## To be done
Find every line in the records that contains the string "across" and copy each one out. Case counts.

## Extracted information
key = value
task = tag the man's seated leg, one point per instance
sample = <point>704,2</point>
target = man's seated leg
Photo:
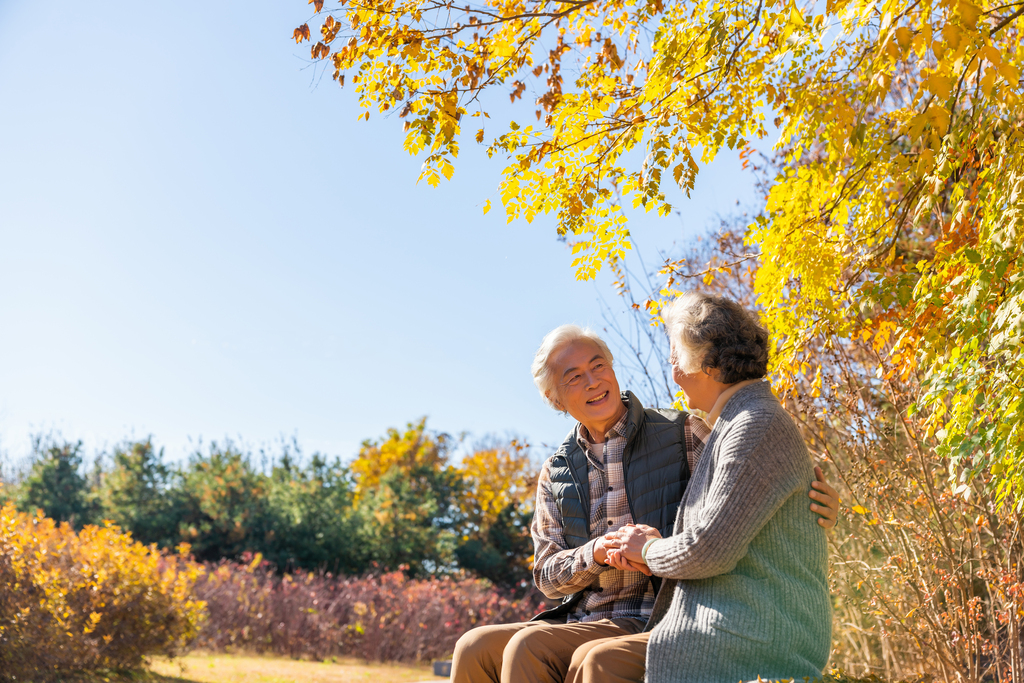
<point>609,660</point>
<point>478,653</point>
<point>543,654</point>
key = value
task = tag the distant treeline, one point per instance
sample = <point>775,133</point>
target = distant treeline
<point>401,504</point>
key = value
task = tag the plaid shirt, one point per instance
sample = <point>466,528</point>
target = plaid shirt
<point>560,570</point>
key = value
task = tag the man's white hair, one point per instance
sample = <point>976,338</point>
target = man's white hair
<point>554,341</point>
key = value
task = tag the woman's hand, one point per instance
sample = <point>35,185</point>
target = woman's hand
<point>827,497</point>
<point>616,560</point>
<point>630,540</point>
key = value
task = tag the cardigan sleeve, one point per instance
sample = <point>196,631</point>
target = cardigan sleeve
<point>757,467</point>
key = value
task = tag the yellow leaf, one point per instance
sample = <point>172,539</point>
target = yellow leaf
<point>940,85</point>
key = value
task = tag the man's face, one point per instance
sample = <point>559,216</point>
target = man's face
<point>587,386</point>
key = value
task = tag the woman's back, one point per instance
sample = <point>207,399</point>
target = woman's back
<point>752,562</point>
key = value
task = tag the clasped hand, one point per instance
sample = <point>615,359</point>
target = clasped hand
<point>622,548</point>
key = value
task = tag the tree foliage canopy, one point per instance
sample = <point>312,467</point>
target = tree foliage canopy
<point>897,211</point>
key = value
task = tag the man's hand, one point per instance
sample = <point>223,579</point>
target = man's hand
<point>827,497</point>
<point>601,551</point>
<point>630,541</point>
<point>616,560</point>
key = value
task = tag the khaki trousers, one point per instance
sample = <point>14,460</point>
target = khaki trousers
<point>609,660</point>
<point>530,651</point>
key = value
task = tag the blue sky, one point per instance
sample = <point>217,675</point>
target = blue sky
<point>199,241</point>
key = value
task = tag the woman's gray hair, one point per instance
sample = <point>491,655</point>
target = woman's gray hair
<point>715,333</point>
<point>546,383</point>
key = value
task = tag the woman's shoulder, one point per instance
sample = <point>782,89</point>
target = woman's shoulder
<point>756,419</point>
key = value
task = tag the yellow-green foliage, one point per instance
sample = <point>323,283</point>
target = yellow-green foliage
<point>87,601</point>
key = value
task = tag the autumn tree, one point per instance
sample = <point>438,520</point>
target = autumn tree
<point>499,483</point>
<point>896,119</point>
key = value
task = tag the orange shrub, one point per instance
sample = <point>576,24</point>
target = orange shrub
<point>387,617</point>
<point>86,601</point>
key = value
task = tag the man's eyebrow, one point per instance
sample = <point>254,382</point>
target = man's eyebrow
<point>573,369</point>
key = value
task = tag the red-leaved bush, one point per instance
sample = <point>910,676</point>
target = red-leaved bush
<point>387,617</point>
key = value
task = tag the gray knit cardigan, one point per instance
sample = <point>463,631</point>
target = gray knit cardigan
<point>749,559</point>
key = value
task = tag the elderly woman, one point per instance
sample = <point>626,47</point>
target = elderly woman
<point>748,594</point>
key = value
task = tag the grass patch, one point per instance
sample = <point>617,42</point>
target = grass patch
<point>256,669</point>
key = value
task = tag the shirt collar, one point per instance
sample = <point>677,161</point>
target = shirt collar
<point>723,398</point>
<point>617,429</point>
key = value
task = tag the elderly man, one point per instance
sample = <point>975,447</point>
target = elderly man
<point>622,464</point>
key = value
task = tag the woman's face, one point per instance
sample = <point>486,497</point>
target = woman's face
<point>700,390</point>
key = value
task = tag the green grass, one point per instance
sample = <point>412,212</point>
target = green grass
<point>255,669</point>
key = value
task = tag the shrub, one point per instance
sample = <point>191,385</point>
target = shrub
<point>387,617</point>
<point>87,601</point>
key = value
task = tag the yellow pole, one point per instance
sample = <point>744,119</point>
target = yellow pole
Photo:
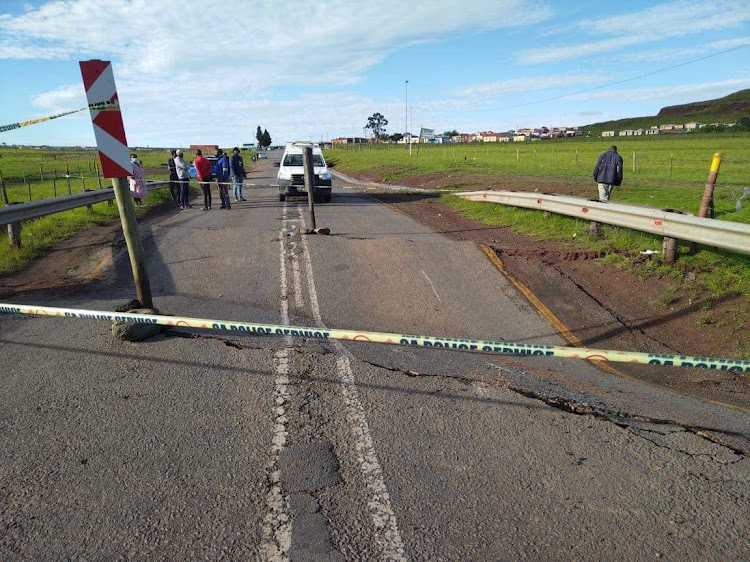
<point>707,204</point>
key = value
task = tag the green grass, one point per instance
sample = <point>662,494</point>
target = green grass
<point>40,235</point>
<point>722,273</point>
<point>568,164</point>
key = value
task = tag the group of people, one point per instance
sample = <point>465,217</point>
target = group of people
<point>227,169</point>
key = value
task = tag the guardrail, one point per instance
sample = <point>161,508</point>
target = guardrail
<point>672,225</point>
<point>13,215</point>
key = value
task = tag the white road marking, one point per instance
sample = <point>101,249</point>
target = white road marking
<point>384,519</point>
<point>277,525</point>
<point>431,285</point>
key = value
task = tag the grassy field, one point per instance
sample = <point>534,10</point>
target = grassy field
<point>29,175</point>
<point>40,235</point>
<point>571,162</point>
<point>669,172</point>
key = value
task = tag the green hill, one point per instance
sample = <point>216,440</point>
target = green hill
<point>722,110</point>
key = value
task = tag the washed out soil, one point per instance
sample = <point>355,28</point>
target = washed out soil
<point>607,307</point>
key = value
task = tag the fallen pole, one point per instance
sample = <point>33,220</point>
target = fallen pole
<point>456,344</point>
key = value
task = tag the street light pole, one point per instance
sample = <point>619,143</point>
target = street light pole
<point>406,110</point>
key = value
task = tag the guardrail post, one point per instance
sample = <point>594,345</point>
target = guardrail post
<point>669,250</point>
<point>707,204</point>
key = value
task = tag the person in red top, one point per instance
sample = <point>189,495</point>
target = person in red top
<point>203,169</point>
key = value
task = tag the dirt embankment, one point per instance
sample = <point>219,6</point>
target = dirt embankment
<point>610,308</point>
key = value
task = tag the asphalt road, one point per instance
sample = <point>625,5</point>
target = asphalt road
<point>202,446</point>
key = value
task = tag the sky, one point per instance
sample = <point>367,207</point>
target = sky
<point>210,73</point>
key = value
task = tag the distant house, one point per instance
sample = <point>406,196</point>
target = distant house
<point>350,140</point>
<point>207,148</point>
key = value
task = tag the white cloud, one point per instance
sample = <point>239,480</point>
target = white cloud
<point>183,73</point>
<point>674,19</point>
<point>705,90</point>
<point>531,84</point>
<point>65,97</point>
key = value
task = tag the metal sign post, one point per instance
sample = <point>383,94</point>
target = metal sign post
<point>109,131</point>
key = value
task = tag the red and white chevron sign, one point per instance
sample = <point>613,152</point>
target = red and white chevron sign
<point>104,106</point>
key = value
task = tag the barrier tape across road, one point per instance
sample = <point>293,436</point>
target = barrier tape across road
<point>485,346</point>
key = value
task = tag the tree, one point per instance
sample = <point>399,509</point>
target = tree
<point>265,139</point>
<point>376,123</point>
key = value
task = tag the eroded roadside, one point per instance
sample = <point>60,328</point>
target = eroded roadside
<point>606,307</point>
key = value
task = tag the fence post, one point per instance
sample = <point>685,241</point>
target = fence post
<point>707,204</point>
<point>309,183</point>
<point>2,188</point>
<point>14,234</point>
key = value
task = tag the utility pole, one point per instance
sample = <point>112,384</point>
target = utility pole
<point>309,183</point>
<point>406,110</point>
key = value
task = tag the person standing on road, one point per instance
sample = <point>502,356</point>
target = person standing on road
<point>174,184</point>
<point>203,169</point>
<point>608,172</point>
<point>138,181</point>
<point>183,176</point>
<point>237,171</point>
<point>222,178</point>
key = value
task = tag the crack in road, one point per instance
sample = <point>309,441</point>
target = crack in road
<point>610,311</point>
<point>618,418</point>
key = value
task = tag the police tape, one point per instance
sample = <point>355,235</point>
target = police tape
<point>20,124</point>
<point>484,346</point>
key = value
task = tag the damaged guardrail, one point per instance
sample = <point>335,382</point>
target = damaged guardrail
<point>13,215</point>
<point>671,224</point>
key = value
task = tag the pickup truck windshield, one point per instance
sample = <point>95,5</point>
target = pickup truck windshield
<point>296,160</point>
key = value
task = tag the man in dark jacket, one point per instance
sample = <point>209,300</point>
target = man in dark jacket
<point>222,178</point>
<point>174,183</point>
<point>237,171</point>
<point>608,172</point>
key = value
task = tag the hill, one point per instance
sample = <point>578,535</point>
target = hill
<point>722,110</point>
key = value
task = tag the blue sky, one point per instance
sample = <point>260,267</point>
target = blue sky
<point>307,70</point>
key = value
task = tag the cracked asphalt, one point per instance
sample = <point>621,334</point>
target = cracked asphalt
<point>199,446</point>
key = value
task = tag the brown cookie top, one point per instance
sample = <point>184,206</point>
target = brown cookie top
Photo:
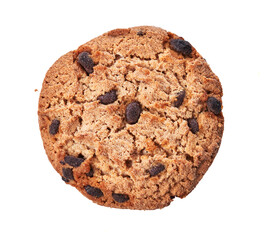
<point>132,118</point>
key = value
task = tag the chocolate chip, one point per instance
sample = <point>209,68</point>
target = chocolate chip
<point>65,179</point>
<point>156,169</point>
<point>181,46</point>
<point>108,97</point>
<point>193,125</point>
<point>140,33</point>
<point>133,112</point>
<point>91,172</point>
<point>214,105</point>
<point>95,192</point>
<point>180,98</point>
<point>86,62</point>
<point>54,127</point>
<point>73,161</point>
<point>68,173</point>
<point>120,197</point>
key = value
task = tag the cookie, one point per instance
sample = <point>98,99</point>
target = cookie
<point>132,118</point>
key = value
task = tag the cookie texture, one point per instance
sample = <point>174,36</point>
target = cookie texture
<point>132,118</point>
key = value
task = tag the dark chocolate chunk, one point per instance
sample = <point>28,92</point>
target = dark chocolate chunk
<point>156,169</point>
<point>54,127</point>
<point>91,172</point>
<point>140,33</point>
<point>95,192</point>
<point>73,161</point>
<point>180,98</point>
<point>181,46</point>
<point>120,197</point>
<point>214,105</point>
<point>86,62</point>
<point>108,97</point>
<point>68,173</point>
<point>193,125</point>
<point>133,112</point>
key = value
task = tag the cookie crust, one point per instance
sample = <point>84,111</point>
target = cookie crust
<point>139,165</point>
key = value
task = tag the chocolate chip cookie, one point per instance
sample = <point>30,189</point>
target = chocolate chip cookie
<point>132,118</point>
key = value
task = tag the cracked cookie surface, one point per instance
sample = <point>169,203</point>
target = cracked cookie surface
<point>132,118</point>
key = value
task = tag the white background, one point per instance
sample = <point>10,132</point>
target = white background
<point>231,200</point>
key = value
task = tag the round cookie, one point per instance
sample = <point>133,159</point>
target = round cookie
<point>132,118</point>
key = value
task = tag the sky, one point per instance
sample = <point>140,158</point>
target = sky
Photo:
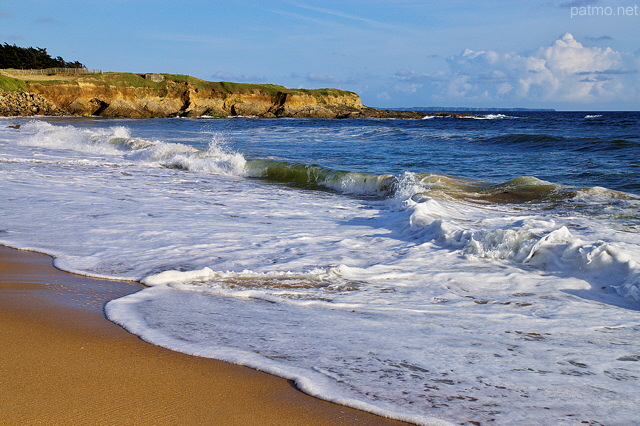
<point>560,54</point>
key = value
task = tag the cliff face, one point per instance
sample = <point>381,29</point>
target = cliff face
<point>165,95</point>
<point>137,96</point>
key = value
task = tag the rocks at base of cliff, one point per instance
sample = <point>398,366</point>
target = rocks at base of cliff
<point>25,104</point>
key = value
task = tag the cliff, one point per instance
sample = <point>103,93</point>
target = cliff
<point>167,95</point>
<point>164,95</point>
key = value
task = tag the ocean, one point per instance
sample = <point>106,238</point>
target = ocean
<point>438,271</point>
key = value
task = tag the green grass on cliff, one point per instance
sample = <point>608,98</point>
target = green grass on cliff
<point>9,84</point>
<point>118,79</point>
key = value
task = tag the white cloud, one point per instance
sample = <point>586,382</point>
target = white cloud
<point>565,71</point>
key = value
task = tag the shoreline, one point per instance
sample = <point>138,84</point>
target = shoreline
<point>64,362</point>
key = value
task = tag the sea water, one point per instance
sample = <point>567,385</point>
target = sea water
<point>439,270</point>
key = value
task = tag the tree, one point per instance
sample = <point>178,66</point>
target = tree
<point>12,56</point>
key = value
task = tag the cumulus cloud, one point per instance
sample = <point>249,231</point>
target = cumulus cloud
<point>565,71</point>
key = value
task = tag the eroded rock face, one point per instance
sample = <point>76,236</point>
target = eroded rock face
<point>21,103</point>
<point>159,95</point>
<point>184,99</point>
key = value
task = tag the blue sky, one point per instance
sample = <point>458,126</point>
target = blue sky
<point>563,54</point>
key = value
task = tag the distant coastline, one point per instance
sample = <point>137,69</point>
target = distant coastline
<point>132,95</point>
<point>472,109</point>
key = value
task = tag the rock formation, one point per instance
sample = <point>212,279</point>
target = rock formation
<point>166,95</point>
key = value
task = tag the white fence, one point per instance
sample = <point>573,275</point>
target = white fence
<point>47,71</point>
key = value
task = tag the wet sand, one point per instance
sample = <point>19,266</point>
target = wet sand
<point>64,363</point>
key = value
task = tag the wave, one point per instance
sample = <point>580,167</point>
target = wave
<point>118,141</point>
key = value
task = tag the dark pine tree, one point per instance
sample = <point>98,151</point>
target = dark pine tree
<point>12,56</point>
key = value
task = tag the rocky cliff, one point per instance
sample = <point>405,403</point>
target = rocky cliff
<point>162,95</point>
<point>167,95</point>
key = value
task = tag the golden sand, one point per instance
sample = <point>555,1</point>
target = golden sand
<point>62,362</point>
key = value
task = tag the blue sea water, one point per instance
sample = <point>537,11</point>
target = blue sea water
<point>436,270</point>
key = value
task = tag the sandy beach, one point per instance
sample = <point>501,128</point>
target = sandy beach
<point>64,363</point>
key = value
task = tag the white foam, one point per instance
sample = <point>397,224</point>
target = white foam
<point>413,307</point>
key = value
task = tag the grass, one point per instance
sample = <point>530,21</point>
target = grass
<point>9,84</point>
<point>118,79</point>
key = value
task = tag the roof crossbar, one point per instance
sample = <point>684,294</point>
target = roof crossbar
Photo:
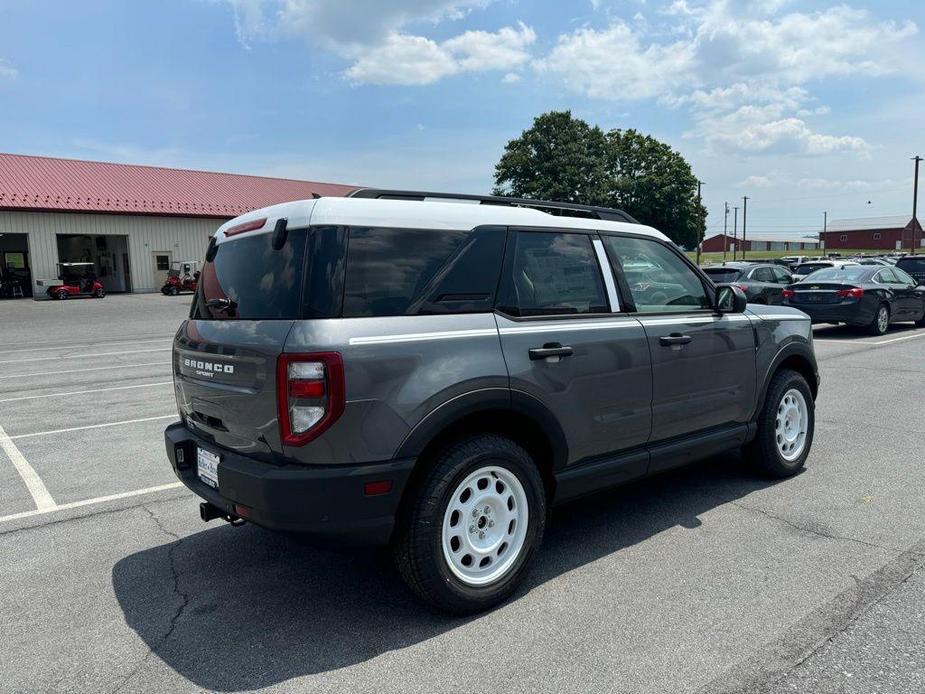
<point>565,209</point>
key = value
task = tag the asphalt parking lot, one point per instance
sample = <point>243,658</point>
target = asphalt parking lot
<point>703,580</point>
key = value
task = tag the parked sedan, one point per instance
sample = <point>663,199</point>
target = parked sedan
<point>763,283</point>
<point>913,265</point>
<point>868,296</point>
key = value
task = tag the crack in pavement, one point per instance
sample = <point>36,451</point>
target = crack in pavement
<point>184,599</point>
<point>802,528</point>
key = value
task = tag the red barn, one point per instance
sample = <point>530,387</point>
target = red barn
<point>874,233</point>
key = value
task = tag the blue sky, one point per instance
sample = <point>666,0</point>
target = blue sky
<point>803,106</point>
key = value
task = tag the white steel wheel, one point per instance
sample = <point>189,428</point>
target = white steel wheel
<point>791,425</point>
<point>485,525</point>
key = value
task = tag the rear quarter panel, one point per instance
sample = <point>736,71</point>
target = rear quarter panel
<point>397,371</point>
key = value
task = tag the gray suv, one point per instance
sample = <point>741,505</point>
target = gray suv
<point>434,374</point>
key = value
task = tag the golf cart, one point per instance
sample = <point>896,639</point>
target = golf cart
<point>77,279</point>
<point>183,276</point>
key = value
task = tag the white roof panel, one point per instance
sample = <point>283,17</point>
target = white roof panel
<point>416,214</point>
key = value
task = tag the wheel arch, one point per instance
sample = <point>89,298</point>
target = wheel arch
<point>797,356</point>
<point>510,413</point>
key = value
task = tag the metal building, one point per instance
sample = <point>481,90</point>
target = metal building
<point>130,221</point>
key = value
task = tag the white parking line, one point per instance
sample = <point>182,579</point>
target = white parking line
<point>95,426</point>
<point>822,340</point>
<point>83,345</point>
<point>92,368</point>
<point>82,392</point>
<point>86,356</point>
<point>90,502</point>
<point>43,500</point>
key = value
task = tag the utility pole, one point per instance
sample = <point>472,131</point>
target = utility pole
<point>915,200</point>
<point>825,226</point>
<point>735,232</point>
<point>700,228</point>
<point>725,226</point>
<point>744,216</point>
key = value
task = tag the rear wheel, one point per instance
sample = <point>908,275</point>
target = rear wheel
<point>785,426</point>
<point>881,322</point>
<point>470,531</point>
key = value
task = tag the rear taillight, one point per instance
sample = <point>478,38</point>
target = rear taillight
<point>309,395</point>
<point>853,293</point>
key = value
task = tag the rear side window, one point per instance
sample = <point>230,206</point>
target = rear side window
<point>721,275</point>
<point>658,279</point>
<point>394,272</point>
<point>249,280</point>
<point>553,274</point>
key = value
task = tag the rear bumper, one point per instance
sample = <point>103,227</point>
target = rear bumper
<point>853,313</point>
<point>326,502</point>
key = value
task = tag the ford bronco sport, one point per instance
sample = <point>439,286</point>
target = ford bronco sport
<point>434,373</point>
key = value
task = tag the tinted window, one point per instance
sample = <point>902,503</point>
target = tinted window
<point>249,280</point>
<point>911,264</point>
<point>808,268</point>
<point>846,274</point>
<point>673,287</point>
<point>393,272</point>
<point>553,274</point>
<point>721,275</point>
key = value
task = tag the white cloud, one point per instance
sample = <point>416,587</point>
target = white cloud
<point>614,64</point>
<point>341,25</point>
<point>7,71</point>
<point>415,60</point>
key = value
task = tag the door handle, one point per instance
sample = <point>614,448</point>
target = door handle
<point>674,339</point>
<point>550,349</point>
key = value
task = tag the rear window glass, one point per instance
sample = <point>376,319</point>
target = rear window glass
<point>393,272</point>
<point>911,264</point>
<point>722,274</point>
<point>852,273</point>
<point>249,280</point>
<point>808,268</point>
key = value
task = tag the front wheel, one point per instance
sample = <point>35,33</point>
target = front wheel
<point>469,533</point>
<point>785,426</point>
<point>881,322</point>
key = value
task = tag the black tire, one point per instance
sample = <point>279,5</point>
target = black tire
<point>763,451</point>
<point>418,546</point>
<point>877,327</point>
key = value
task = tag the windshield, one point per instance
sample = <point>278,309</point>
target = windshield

## Answer below
task = tag the barrier tape across road, one point per instance
target = barrier tape across road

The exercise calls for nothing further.